▶ **Text for analysis**
= Beginning of Section =
Abraham (Avi) Ahron Bluth (; born 1974) is an Israeli brigadier general (Tat-Aluf) who currently commands the Judea and Samaria Division

Previously he commanded the 89th Commando Brigade, the Judea Regional Brigade and the 101st Paratrooper battalion.

Biography and military service
Bluth was born in Jerusalem to Efraim and Shoshana. hhe lived in the West Bank settlement of Neve Tzuf. He was drafted into the IDF in 1993. He volunteered as a paratrooper in the Paratroopers Brigade, and in 1995 became an infantry officer after completing Officer Candidate School. Bluth served as a platoon leader at the 890 paratroop battalion and fought in South Lebanon. Later on he commanded the 101st "Peten" paratrooper battalion during Operation Cast Lead  in which he was injured. Afterwards he commanded Maglan Unit. His next position was as the commander of the Judea Regional Brigade. Later on he commanded a reserve Paratroopers Brigade. In 2017 he was appointed as the commander of the 89th Commando Brigade and in 2018 he was chosen to be appointed to be the next Military Secretary to the Prime Minister.While serving as the Military Secretary to the Prime Minister, on January 4, 2019, he was reprimanded by the Chief of Staff, Gadi Eisenkot, for not delivering on time the Prime Minister's directive to delay the evacuation of Amona. in 2021 he was appointed commander of the Judea and Samaria Division

Awards and decorations 
Avi Bluth was awarded three campaign ribbons for his service during three conflicts.
= End of Section =
▶ **Tasks to carry out**
1. Quote the Avi Bluth biography, everything from "Abraham (Avi) Ahron" down to "101st Paratrooper battalion.".
2. According to the Avi Bluth biography, which battalion did Bluth command during Operation Cast Lead?

▶ **Dataset extract**
= Beginning of Section =
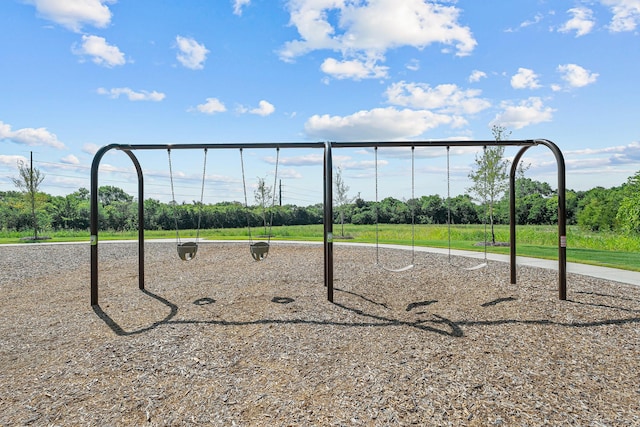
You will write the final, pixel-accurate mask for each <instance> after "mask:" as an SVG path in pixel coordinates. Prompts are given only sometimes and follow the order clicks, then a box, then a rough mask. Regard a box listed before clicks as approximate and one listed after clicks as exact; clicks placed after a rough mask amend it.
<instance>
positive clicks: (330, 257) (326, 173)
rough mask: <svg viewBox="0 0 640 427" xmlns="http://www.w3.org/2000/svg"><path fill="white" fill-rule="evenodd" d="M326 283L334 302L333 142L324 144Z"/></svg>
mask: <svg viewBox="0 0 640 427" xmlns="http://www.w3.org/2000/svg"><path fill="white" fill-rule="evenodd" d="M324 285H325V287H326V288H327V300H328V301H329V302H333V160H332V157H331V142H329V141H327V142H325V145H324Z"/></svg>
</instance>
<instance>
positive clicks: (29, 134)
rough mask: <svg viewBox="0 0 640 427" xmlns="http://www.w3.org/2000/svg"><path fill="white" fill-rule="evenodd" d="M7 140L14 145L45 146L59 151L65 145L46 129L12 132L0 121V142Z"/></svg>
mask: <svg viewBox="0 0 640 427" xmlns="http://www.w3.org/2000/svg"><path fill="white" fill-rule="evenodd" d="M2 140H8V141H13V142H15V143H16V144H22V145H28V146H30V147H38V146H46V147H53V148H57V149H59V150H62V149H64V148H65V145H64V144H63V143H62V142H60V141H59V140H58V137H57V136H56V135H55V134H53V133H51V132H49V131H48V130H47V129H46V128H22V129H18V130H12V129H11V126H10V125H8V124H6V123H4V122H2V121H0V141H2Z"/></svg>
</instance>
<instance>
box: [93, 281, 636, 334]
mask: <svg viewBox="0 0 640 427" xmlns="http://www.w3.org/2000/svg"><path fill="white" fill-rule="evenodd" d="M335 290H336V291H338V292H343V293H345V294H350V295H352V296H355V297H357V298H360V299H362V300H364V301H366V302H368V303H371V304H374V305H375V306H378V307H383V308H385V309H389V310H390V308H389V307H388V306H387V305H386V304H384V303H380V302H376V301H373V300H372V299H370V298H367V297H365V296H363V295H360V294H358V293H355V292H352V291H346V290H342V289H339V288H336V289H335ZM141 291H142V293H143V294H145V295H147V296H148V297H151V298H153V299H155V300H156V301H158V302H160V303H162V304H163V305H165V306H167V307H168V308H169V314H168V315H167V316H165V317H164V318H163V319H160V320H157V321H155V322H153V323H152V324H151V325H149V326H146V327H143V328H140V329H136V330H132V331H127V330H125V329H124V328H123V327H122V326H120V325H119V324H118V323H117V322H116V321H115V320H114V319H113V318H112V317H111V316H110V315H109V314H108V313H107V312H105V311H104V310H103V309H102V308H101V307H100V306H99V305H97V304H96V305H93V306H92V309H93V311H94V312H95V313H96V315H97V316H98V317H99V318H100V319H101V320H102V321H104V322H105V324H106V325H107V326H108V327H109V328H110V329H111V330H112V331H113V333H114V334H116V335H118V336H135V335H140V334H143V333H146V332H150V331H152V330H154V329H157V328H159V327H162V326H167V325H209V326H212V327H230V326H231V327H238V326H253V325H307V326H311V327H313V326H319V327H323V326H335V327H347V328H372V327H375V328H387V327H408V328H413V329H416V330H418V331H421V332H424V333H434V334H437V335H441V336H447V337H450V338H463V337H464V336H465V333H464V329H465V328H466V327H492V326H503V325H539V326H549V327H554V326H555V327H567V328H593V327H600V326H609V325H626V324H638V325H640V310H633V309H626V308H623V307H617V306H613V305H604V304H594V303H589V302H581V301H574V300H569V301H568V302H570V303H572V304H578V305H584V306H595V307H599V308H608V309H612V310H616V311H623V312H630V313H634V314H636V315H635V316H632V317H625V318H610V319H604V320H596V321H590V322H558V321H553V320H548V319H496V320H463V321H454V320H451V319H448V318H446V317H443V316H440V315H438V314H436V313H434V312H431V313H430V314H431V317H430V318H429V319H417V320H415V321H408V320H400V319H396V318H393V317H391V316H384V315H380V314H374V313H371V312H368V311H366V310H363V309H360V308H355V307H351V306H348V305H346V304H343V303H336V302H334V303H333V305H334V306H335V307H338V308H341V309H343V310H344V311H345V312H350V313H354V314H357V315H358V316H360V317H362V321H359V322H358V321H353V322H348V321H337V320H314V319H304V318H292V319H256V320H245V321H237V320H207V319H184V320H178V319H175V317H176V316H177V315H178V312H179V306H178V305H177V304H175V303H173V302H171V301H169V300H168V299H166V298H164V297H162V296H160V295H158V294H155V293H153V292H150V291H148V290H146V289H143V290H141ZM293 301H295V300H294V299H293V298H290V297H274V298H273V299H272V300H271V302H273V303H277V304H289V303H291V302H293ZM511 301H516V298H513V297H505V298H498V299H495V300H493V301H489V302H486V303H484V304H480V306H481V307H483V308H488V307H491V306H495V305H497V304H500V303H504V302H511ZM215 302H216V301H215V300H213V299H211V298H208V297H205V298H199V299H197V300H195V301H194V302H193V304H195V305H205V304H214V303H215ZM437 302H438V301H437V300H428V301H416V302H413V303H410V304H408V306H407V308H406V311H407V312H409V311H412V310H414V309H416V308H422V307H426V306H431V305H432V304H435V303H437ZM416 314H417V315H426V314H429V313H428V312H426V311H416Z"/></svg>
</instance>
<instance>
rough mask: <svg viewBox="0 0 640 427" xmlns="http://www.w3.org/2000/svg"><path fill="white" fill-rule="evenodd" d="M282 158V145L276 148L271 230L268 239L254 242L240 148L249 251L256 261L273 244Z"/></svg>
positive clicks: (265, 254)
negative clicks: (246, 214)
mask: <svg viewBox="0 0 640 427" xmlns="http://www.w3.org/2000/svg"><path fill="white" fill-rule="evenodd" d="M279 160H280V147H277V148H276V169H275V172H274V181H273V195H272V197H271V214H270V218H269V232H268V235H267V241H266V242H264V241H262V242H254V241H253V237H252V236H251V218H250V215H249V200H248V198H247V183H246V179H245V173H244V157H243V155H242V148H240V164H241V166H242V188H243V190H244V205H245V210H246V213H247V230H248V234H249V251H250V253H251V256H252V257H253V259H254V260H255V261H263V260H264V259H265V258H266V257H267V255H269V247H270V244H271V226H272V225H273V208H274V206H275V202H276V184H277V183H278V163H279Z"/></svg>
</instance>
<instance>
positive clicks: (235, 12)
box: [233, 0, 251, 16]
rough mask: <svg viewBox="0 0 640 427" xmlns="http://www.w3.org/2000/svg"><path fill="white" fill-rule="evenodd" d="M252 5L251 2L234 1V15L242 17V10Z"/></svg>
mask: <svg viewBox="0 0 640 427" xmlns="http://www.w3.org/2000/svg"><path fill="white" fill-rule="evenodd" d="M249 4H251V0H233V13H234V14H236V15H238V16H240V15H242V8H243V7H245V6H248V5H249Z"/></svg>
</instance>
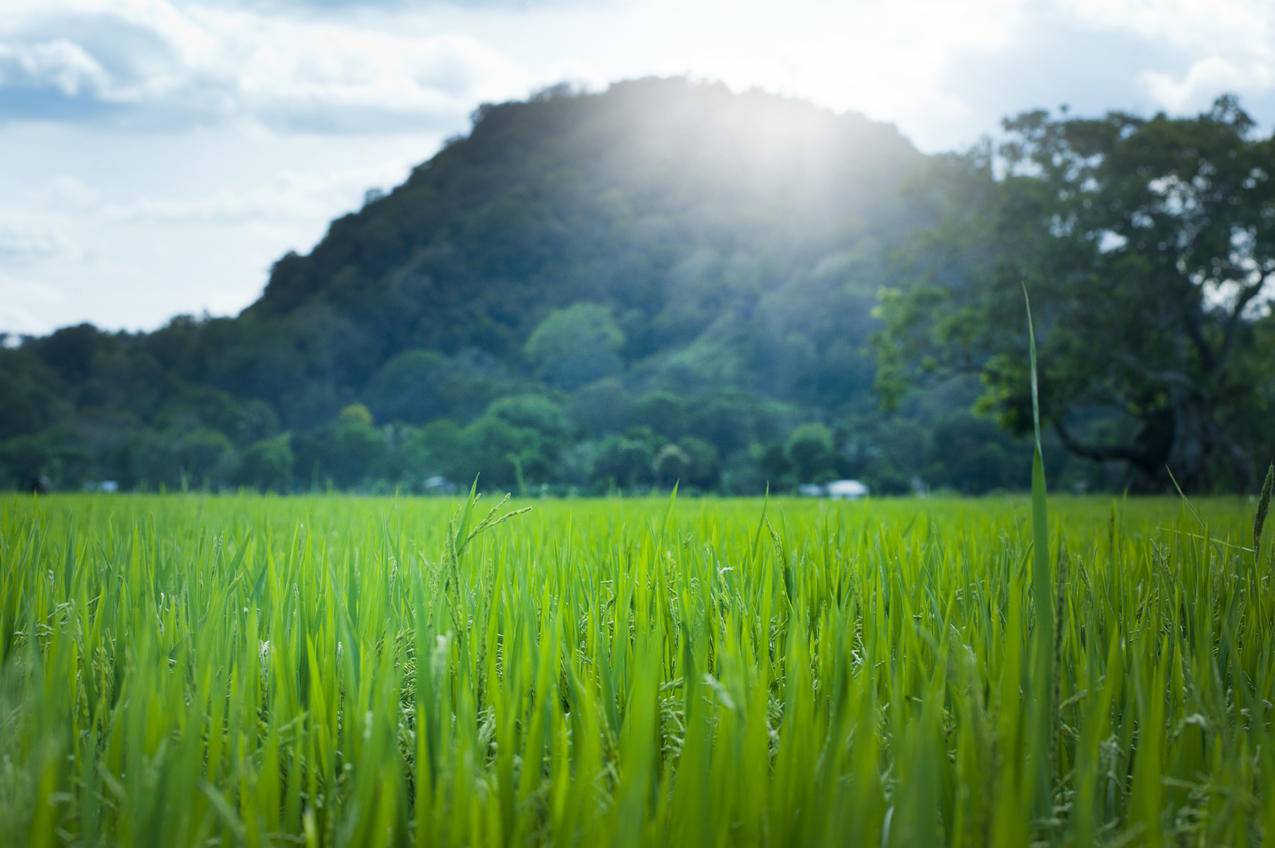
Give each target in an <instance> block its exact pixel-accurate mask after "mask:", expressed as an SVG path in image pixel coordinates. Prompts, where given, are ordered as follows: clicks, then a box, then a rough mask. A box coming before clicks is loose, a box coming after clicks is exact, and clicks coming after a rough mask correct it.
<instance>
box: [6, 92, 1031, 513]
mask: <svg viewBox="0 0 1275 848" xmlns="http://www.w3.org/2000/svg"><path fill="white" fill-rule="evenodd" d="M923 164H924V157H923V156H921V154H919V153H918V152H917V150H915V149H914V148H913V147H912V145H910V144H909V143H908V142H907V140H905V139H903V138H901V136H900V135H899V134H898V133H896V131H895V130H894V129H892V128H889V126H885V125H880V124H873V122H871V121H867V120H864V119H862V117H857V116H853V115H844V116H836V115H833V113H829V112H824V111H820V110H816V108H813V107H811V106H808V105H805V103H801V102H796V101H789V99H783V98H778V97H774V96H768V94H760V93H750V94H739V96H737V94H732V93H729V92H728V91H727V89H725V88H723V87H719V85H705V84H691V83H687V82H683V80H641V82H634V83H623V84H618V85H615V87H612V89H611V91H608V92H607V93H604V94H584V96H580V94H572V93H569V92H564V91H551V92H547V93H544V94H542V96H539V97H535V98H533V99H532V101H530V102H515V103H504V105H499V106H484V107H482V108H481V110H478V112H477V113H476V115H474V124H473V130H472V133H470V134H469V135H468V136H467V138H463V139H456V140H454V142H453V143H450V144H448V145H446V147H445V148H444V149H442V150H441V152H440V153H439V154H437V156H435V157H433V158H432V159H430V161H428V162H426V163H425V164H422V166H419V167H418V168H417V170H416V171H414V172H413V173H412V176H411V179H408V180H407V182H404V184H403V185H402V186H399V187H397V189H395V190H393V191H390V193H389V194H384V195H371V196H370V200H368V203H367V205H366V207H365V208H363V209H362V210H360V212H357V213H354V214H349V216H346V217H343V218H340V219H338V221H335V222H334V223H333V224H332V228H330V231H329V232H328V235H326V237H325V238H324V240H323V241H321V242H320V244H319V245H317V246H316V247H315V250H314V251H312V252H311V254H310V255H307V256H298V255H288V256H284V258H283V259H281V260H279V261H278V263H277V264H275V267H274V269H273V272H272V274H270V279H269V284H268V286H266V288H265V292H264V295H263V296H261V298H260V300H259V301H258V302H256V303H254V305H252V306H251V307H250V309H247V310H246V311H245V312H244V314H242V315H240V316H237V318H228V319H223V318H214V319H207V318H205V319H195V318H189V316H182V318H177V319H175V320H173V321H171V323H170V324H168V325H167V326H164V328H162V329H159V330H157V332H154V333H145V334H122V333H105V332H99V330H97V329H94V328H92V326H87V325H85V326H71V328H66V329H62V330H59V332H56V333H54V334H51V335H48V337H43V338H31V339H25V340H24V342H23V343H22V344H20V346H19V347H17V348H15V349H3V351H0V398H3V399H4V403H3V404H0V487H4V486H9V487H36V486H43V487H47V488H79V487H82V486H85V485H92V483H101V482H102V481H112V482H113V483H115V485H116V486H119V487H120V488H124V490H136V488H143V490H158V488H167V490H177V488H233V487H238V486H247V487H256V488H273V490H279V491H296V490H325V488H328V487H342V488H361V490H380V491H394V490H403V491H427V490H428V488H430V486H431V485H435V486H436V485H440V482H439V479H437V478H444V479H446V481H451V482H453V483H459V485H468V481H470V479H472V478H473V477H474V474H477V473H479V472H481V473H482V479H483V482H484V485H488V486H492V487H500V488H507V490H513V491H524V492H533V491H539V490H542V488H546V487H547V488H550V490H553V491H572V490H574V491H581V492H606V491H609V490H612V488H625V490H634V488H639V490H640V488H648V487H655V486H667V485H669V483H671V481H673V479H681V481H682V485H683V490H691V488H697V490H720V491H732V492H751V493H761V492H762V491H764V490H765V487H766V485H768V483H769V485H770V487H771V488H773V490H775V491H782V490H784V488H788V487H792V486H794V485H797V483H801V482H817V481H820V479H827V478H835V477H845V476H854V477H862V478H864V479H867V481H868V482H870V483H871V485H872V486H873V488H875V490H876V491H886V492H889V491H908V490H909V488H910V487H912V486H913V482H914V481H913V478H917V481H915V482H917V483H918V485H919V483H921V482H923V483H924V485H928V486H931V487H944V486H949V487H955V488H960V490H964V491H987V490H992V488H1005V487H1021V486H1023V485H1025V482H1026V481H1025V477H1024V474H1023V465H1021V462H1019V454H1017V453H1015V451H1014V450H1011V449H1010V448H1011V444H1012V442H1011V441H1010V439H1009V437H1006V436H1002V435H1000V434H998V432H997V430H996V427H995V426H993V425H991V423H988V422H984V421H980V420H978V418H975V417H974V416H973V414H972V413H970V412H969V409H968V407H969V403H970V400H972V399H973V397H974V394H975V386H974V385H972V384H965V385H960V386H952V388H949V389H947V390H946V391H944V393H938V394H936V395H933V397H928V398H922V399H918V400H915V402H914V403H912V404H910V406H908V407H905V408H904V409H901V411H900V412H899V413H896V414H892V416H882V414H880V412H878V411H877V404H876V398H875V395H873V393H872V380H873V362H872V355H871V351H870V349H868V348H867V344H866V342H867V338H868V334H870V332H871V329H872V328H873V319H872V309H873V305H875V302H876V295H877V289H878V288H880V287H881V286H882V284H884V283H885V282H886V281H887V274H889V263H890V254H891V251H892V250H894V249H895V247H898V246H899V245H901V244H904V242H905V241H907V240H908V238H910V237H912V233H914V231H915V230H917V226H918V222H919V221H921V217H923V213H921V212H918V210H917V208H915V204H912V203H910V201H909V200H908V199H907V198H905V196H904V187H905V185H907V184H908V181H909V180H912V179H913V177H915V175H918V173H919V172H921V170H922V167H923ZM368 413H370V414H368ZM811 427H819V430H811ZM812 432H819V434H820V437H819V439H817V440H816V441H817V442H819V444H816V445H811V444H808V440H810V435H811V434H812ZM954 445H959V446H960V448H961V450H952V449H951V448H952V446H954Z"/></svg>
= End of Section =
▶ **Answers in order**
1.
Abraham (Avi) Ahron Bluth (; born 1974) is an Israeli brigadier general (Tat-Aluf) who currently commands the Judea and Samaria Division

Previously he commanded the 89th Commando Brigade, the Judea Regional Brigade and the 101st Paratrooper battalion.

2. The 101st "Peten" paratrooper battalion.